Items listed in a dataset

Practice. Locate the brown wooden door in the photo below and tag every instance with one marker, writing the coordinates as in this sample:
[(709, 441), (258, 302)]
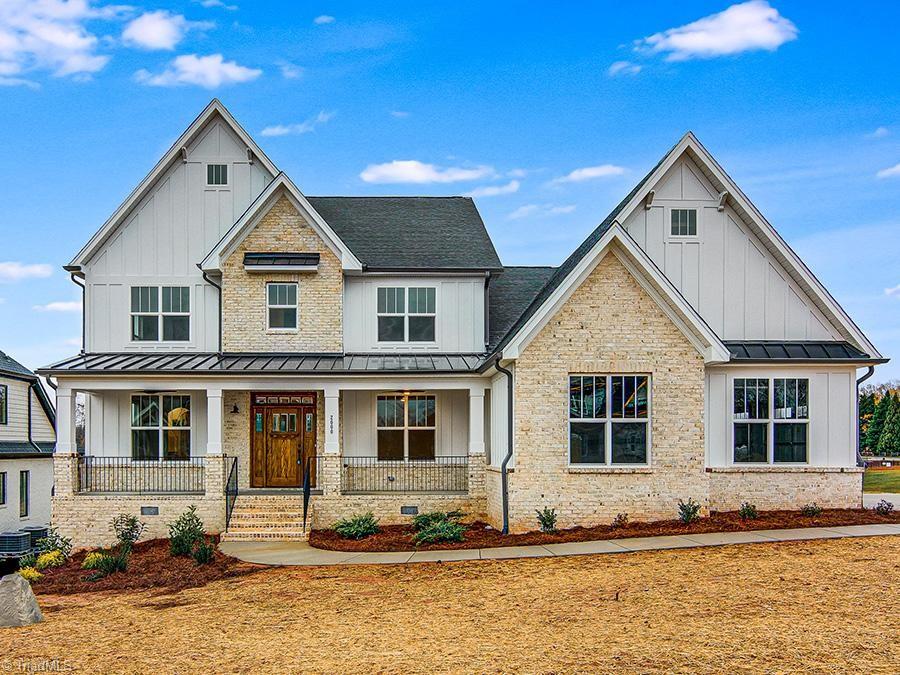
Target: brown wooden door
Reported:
[(283, 447)]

-- Problem details --
Using the data above, count the lines where "wooden" appears. Reply with the number only.

-- Exercise answer --
2